The lines needed run from the one that contains "of the rear" through the end of the material below, both included; write them out exactly, with no pictures.

- [DATA UNDER STUDY]
--- START ---

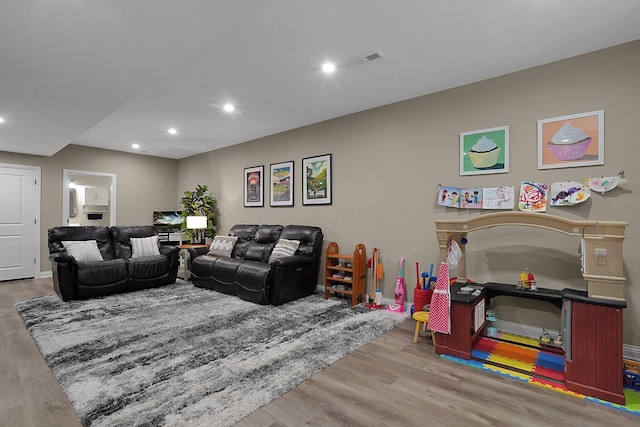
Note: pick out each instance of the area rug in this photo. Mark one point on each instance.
(180, 355)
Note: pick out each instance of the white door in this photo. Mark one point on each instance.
(17, 223)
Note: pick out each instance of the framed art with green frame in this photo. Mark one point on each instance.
(484, 151)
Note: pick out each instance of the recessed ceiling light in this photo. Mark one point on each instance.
(328, 67)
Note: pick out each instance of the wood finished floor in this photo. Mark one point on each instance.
(388, 382)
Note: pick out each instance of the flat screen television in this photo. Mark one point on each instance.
(167, 219)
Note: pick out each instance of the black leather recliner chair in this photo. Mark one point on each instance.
(118, 272)
(249, 275)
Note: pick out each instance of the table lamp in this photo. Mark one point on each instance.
(197, 223)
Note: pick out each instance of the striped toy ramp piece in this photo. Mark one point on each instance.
(531, 365)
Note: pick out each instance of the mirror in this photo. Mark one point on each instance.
(88, 198)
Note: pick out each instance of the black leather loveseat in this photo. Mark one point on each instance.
(93, 261)
(251, 270)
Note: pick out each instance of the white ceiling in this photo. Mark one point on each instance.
(108, 73)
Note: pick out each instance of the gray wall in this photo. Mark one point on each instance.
(388, 162)
(144, 184)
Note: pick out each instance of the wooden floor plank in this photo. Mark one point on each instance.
(390, 381)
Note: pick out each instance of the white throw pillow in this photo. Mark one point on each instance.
(284, 248)
(222, 246)
(83, 250)
(144, 247)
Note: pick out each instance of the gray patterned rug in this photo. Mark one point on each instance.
(181, 355)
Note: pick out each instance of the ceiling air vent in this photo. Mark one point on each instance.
(366, 58)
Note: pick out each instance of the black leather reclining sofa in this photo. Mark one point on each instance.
(119, 270)
(247, 272)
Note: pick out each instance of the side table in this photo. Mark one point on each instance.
(184, 270)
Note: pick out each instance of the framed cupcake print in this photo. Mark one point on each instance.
(484, 151)
(571, 141)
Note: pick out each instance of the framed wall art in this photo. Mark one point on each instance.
(253, 186)
(484, 151)
(316, 184)
(571, 141)
(281, 184)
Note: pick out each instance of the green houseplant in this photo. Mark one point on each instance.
(199, 203)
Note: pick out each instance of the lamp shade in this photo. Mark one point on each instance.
(196, 222)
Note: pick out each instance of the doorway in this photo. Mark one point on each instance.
(19, 221)
(88, 198)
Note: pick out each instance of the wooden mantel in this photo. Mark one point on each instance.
(601, 243)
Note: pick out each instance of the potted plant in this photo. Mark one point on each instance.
(199, 203)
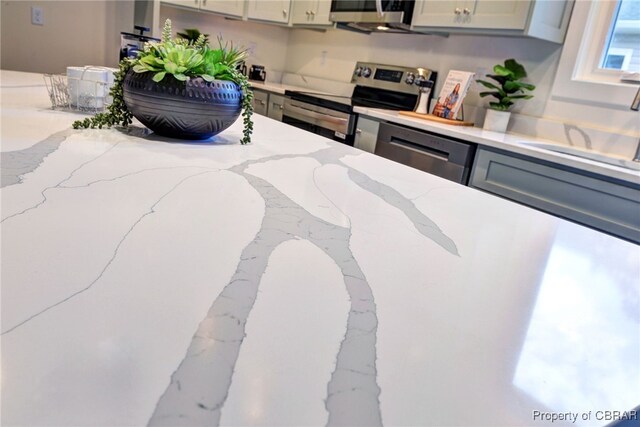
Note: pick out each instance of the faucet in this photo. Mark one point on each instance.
(635, 105)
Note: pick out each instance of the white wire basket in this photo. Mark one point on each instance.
(84, 89)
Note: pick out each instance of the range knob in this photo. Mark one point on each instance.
(419, 80)
(409, 79)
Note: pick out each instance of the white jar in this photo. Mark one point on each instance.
(496, 121)
(89, 86)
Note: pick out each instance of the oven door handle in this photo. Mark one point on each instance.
(318, 116)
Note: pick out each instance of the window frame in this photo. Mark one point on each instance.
(579, 77)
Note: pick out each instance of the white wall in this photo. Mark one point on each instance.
(74, 33)
(267, 43)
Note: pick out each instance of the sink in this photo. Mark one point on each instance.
(596, 156)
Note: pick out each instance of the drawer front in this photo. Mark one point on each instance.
(260, 102)
(606, 206)
(276, 105)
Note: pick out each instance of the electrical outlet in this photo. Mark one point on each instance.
(323, 57)
(251, 48)
(481, 73)
(37, 16)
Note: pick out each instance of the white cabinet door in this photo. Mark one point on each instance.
(310, 12)
(472, 14)
(226, 7)
(498, 14)
(437, 13)
(269, 10)
(194, 4)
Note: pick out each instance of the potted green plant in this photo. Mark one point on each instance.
(508, 88)
(180, 88)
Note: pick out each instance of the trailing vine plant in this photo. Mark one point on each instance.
(182, 59)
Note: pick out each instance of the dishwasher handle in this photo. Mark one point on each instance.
(445, 149)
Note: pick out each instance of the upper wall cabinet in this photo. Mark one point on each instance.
(233, 8)
(310, 12)
(473, 14)
(192, 4)
(226, 7)
(547, 20)
(269, 10)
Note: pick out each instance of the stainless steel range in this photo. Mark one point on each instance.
(376, 85)
(387, 87)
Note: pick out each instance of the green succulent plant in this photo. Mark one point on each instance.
(180, 59)
(192, 34)
(509, 86)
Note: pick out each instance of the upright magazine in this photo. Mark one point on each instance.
(452, 94)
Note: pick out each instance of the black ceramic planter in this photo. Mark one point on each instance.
(195, 109)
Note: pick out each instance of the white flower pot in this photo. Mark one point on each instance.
(496, 121)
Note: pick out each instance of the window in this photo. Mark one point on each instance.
(622, 47)
(602, 46)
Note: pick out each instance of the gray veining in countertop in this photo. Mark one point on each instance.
(200, 385)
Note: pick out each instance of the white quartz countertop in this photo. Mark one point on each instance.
(514, 143)
(292, 281)
(278, 88)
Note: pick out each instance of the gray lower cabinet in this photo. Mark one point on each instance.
(268, 104)
(609, 206)
(366, 134)
(260, 102)
(276, 105)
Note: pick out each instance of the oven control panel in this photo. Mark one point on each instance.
(391, 77)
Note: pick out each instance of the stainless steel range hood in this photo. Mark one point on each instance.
(372, 22)
(369, 22)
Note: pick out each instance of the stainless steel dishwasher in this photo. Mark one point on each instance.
(435, 154)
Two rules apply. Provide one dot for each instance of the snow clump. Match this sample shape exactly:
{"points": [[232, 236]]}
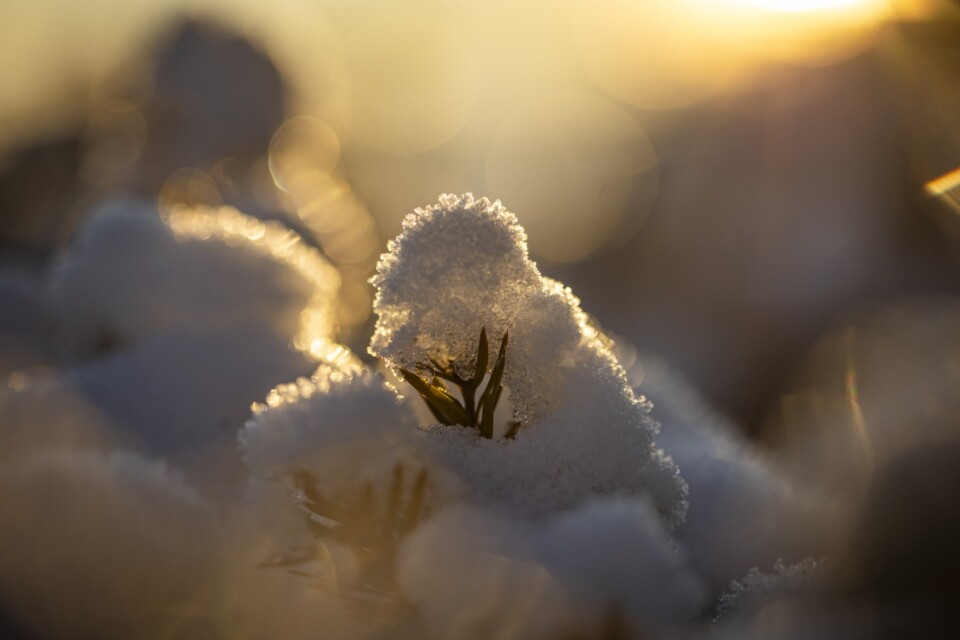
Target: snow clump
{"points": [[461, 266]]}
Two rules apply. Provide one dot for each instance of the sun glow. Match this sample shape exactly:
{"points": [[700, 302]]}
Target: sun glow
{"points": [[796, 6]]}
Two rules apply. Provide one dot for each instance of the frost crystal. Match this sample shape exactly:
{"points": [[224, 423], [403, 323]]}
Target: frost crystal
{"points": [[462, 266], [555, 579]]}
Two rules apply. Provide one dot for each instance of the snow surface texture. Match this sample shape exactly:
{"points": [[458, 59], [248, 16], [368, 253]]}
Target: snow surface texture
{"points": [[102, 546], [462, 265], [181, 322], [743, 512], [131, 274], [474, 574]]}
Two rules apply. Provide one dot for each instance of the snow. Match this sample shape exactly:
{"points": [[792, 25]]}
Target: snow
{"points": [[743, 511], [130, 274], [462, 265], [474, 574], [103, 545]]}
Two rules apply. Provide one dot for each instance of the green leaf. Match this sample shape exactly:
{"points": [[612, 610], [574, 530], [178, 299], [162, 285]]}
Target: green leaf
{"points": [[441, 404], [482, 358], [513, 430], [491, 395]]}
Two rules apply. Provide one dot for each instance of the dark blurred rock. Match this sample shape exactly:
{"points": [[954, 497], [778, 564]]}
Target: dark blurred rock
{"points": [[37, 188], [906, 552], [214, 96]]}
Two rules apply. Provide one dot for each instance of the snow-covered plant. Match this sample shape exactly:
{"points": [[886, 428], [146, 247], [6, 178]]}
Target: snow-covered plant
{"points": [[759, 587], [584, 466], [461, 269]]}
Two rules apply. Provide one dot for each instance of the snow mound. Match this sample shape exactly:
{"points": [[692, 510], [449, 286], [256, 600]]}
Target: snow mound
{"points": [[124, 542], [131, 274]]}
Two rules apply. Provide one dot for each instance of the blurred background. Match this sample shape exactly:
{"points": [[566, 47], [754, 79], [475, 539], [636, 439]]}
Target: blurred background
{"points": [[763, 193]]}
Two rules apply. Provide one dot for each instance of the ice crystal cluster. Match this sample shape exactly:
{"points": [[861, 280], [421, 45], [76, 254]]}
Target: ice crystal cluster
{"points": [[461, 266], [122, 472]]}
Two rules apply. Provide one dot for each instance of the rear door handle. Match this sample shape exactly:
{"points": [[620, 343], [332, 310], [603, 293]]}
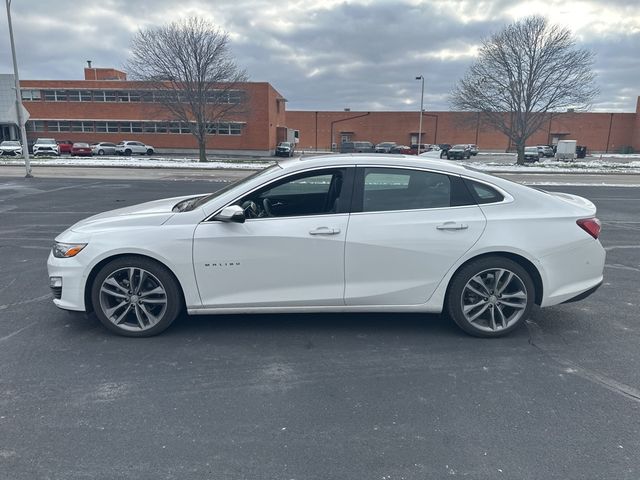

--- END ---

- [TASK ANSWER]
Two rules apply. Provide one dot for each instance of the rear door handle. Match this sample shape exactly:
{"points": [[620, 343], [332, 310], [603, 293]]}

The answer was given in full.